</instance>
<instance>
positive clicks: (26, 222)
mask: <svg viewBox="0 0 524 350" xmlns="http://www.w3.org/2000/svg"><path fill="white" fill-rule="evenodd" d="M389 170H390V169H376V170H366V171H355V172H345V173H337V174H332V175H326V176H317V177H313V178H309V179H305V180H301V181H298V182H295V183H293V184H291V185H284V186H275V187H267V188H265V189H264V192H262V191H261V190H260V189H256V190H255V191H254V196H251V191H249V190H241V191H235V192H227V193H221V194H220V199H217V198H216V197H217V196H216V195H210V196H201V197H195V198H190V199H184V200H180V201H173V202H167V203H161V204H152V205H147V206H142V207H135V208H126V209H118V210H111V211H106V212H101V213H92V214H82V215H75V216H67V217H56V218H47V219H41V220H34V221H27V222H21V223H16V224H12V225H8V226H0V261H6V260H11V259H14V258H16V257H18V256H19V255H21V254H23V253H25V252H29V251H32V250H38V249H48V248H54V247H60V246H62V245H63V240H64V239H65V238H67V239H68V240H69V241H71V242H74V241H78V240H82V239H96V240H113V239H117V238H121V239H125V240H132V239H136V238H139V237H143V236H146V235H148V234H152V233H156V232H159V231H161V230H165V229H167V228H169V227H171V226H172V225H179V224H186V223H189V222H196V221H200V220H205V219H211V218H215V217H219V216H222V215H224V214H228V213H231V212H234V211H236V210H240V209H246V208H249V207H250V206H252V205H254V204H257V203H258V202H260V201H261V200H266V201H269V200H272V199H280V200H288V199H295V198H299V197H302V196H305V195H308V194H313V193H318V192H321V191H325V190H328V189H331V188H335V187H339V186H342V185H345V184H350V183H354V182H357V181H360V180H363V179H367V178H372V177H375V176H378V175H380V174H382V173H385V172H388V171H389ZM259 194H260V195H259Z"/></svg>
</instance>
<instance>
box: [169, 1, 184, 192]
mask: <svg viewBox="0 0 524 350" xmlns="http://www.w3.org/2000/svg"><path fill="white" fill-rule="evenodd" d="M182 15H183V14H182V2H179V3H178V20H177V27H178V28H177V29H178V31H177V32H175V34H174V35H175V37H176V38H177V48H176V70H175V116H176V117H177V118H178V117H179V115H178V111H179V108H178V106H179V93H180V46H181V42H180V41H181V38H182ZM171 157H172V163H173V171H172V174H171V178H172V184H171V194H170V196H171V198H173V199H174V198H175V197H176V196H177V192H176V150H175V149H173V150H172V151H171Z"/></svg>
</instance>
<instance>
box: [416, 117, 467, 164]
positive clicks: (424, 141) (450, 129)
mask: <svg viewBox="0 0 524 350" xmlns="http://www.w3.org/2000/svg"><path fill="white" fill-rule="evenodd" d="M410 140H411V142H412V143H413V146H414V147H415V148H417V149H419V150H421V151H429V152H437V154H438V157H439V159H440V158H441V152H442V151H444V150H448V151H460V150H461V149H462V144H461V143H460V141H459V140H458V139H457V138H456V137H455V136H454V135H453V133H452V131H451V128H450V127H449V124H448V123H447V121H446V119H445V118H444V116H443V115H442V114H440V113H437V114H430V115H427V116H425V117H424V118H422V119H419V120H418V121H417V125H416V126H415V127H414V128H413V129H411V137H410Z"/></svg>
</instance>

● ● ● ● ● ● ●

Please pull out every line in the items above that contains the word "clicks", copying each line in full.

positive clicks: (26, 222)
positive clicks: (424, 141) (450, 129)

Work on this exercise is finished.